▶ [MATERIAL FOR THE TASK]
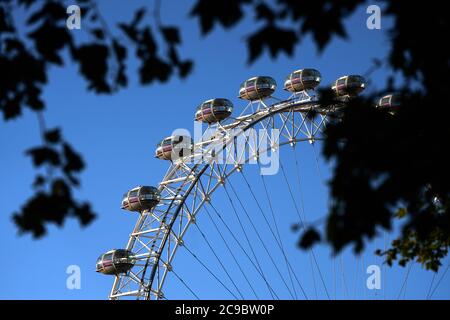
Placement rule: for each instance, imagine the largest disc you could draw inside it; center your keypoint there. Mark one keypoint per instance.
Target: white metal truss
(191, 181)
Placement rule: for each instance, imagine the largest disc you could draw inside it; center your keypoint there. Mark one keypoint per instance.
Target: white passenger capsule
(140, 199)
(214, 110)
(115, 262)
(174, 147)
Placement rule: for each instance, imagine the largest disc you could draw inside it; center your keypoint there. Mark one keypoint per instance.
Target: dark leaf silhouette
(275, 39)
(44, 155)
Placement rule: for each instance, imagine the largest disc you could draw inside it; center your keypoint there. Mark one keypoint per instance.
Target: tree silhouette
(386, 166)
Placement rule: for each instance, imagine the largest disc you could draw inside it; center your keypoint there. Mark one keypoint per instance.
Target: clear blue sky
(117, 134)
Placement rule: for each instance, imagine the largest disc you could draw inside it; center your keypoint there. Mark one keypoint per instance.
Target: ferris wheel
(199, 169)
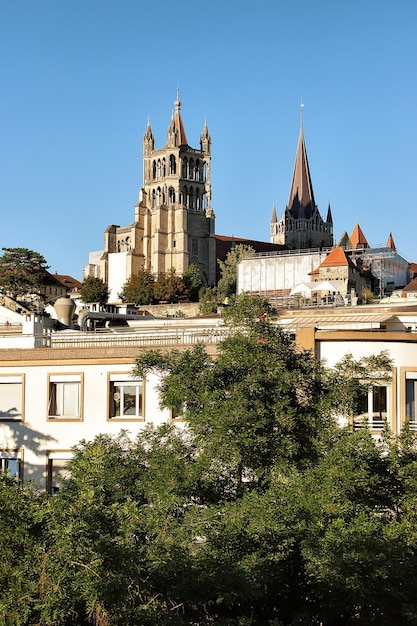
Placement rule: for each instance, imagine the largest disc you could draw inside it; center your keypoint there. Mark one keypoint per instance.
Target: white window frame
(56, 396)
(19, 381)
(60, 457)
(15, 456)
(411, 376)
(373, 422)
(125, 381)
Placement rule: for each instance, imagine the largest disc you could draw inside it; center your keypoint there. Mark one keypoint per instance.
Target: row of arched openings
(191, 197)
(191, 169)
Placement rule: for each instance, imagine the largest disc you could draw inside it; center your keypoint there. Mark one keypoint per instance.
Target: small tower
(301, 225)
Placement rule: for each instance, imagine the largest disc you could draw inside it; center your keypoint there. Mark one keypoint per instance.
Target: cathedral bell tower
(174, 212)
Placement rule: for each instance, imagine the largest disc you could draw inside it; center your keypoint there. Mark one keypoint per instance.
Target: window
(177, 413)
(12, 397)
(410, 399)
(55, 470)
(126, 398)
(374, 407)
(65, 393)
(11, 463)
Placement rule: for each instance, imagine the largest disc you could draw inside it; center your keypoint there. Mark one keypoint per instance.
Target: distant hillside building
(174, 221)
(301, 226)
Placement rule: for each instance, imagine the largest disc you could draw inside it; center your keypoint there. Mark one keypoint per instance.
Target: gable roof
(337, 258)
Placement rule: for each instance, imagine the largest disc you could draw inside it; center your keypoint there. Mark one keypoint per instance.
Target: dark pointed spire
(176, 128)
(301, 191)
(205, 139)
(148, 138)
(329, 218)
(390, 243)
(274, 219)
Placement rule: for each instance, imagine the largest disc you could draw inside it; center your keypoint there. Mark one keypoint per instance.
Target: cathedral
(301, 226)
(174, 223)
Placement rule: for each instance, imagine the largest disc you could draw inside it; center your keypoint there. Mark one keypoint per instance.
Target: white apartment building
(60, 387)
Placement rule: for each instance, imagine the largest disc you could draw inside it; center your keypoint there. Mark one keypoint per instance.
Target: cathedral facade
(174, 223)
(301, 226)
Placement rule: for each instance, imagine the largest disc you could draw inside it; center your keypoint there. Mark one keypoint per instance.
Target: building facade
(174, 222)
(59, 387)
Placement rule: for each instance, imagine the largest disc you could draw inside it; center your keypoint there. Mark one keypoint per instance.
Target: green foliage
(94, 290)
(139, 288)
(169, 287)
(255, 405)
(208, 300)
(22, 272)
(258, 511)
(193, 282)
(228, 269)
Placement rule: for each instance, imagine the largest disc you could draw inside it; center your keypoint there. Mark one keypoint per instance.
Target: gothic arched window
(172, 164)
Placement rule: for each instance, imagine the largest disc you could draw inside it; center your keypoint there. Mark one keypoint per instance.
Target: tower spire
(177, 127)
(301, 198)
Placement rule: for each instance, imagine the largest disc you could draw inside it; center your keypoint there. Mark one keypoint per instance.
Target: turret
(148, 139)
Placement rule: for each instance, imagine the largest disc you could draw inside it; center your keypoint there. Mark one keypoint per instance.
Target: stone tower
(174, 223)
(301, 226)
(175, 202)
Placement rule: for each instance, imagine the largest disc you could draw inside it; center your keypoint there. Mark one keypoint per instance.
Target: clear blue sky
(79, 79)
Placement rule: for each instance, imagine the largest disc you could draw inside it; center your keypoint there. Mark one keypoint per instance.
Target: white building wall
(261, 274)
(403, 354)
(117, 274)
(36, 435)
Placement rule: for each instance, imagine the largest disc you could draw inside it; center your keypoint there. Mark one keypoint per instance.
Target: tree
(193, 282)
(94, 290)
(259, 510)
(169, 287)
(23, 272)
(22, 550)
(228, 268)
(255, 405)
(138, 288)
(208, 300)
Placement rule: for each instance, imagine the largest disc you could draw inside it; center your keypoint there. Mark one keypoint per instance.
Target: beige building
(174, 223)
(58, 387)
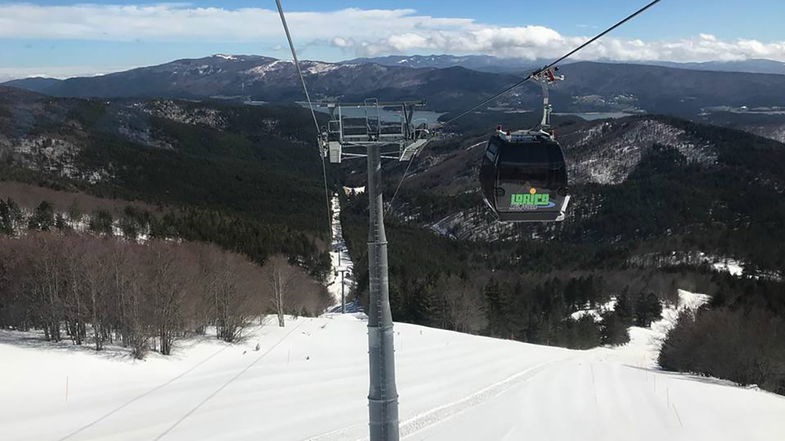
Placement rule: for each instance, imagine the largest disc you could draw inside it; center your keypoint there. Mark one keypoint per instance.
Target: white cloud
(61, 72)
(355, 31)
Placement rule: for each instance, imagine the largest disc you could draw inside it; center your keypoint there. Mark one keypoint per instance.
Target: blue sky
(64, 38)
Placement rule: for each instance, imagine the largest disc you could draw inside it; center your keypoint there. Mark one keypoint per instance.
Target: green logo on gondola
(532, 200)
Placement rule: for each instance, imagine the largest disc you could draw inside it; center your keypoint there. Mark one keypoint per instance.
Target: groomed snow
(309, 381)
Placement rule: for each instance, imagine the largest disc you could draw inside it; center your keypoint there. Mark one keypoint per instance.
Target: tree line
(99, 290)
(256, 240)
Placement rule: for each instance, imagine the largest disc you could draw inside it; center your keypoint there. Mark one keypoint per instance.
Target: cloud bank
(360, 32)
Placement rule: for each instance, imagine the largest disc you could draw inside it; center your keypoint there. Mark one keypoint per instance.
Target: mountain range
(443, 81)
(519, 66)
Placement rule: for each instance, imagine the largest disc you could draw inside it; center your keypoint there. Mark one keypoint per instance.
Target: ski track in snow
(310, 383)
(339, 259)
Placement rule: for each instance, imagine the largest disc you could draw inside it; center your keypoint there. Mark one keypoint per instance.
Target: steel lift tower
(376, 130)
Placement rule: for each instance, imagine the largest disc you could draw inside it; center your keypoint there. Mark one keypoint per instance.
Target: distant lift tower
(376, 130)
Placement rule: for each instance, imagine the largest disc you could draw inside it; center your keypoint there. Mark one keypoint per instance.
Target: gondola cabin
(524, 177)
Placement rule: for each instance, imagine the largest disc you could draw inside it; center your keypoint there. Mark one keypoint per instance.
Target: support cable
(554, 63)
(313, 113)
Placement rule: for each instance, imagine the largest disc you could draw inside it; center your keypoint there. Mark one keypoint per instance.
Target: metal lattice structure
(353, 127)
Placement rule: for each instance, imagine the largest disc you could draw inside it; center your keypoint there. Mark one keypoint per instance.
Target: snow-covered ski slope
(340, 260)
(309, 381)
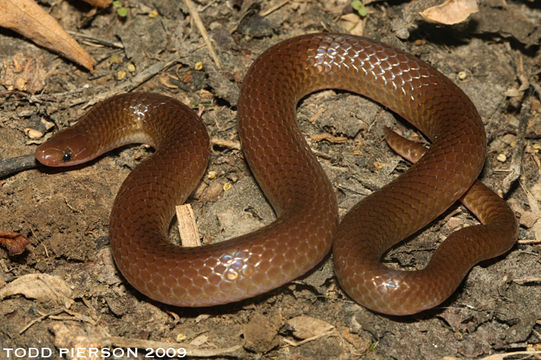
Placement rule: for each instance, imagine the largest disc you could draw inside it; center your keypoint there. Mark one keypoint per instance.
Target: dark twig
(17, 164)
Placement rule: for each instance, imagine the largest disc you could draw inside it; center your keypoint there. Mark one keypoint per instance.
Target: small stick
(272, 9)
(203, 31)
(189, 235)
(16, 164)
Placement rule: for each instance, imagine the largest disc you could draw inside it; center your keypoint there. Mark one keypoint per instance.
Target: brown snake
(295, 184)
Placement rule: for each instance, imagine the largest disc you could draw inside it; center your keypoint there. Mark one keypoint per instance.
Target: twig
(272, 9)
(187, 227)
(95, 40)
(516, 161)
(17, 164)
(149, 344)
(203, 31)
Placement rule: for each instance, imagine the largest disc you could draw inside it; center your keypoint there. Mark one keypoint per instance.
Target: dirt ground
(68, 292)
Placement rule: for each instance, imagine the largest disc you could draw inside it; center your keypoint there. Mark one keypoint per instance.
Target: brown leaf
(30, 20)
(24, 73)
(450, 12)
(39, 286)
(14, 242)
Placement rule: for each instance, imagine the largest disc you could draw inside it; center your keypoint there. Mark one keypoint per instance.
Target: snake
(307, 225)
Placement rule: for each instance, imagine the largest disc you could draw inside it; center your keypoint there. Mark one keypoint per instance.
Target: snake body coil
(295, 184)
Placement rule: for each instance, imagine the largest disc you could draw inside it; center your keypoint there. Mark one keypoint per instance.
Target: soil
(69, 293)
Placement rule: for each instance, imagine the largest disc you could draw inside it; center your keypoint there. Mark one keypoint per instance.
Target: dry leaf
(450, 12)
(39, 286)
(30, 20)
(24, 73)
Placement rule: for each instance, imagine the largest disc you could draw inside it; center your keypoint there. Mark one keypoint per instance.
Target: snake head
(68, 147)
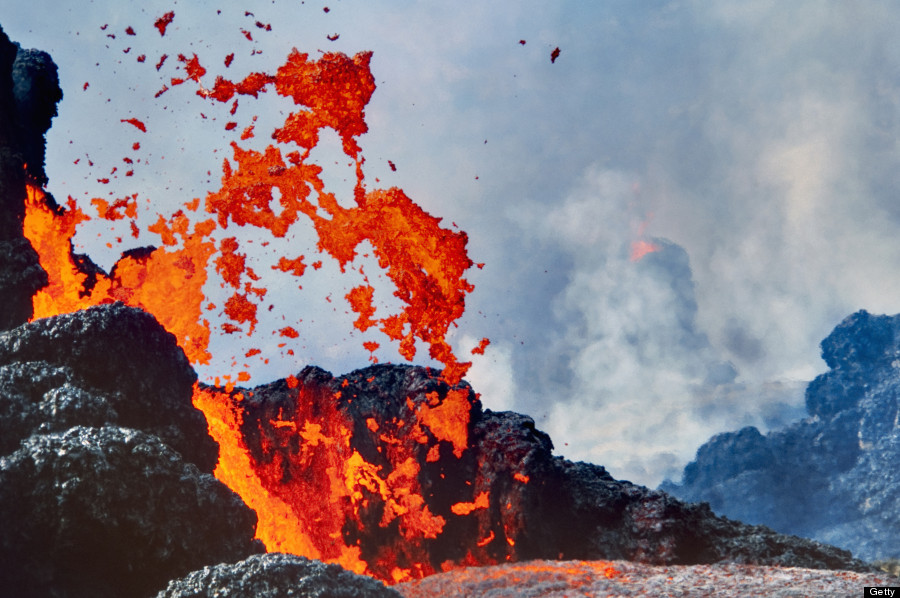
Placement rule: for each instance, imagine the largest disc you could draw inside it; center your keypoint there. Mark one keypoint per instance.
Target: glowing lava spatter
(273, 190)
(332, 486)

* * *

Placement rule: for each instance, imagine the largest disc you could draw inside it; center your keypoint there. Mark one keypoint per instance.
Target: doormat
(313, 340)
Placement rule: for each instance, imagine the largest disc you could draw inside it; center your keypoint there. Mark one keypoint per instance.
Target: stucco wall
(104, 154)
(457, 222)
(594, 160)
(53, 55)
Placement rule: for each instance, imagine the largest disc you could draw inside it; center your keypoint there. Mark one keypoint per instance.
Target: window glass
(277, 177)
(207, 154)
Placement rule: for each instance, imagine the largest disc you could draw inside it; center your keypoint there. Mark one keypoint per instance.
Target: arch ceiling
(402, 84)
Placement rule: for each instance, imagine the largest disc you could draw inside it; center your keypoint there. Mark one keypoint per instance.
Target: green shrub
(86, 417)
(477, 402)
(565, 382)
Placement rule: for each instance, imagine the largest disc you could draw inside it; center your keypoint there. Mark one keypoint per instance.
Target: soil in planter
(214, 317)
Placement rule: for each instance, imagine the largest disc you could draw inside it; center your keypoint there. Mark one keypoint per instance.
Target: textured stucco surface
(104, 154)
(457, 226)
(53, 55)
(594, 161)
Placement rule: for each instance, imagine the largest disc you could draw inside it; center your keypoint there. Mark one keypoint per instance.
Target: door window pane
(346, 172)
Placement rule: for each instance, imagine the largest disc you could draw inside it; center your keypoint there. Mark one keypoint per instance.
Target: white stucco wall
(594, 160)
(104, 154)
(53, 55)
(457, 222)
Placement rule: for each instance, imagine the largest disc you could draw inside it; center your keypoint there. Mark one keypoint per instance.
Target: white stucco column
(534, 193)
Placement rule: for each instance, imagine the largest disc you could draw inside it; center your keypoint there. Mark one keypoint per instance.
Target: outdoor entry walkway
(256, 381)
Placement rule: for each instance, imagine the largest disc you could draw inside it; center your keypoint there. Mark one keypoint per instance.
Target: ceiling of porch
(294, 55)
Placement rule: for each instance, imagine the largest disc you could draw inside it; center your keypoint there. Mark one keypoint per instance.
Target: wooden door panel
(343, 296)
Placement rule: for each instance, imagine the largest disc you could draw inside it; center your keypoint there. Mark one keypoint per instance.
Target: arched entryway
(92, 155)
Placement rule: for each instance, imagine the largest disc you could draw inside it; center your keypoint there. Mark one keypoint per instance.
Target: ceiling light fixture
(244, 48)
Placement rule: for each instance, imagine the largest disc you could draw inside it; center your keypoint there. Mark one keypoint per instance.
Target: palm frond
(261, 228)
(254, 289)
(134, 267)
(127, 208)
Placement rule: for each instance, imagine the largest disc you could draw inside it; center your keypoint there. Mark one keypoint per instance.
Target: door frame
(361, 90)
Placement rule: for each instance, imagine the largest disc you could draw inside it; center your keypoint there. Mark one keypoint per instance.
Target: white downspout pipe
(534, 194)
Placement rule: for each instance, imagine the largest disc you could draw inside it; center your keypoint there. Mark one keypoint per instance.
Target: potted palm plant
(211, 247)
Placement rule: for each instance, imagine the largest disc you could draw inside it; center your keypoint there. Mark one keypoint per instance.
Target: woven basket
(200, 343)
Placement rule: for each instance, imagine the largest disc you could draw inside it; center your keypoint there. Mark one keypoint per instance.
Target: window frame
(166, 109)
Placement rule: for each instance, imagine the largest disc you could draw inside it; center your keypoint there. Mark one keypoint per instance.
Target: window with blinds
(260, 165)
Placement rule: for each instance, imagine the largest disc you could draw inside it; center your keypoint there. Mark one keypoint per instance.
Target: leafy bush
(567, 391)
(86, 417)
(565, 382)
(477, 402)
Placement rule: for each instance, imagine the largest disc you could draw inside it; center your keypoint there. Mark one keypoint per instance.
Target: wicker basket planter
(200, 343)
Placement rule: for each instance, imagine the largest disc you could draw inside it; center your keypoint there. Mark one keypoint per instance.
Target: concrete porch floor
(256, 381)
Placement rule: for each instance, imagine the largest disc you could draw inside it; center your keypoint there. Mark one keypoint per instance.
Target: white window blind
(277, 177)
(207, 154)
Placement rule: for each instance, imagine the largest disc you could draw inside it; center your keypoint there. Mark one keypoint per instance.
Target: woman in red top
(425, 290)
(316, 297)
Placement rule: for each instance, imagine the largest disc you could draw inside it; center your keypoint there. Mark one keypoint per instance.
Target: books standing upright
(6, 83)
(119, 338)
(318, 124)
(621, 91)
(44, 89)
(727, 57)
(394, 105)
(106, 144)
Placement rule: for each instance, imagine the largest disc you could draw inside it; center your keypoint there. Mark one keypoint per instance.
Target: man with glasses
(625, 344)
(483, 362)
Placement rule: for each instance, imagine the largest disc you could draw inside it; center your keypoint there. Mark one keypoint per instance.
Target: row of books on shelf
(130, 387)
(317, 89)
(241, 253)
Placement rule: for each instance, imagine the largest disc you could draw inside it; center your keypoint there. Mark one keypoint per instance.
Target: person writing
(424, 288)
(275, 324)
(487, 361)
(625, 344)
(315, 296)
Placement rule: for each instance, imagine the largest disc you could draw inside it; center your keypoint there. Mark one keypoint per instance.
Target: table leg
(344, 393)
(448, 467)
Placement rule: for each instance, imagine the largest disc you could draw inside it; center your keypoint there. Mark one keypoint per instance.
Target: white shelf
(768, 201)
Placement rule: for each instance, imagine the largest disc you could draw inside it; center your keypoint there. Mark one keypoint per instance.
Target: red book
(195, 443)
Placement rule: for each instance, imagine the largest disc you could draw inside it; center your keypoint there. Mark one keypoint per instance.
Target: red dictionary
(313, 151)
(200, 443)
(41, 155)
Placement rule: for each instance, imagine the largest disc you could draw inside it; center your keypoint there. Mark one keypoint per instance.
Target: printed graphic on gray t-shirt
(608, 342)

▶ [CHALLENGE] Gather every line of the material above that contains the word "small", and list each one in full.

▶ [RESULT FOR THIS TASK]
Target: small tower
Target: small stick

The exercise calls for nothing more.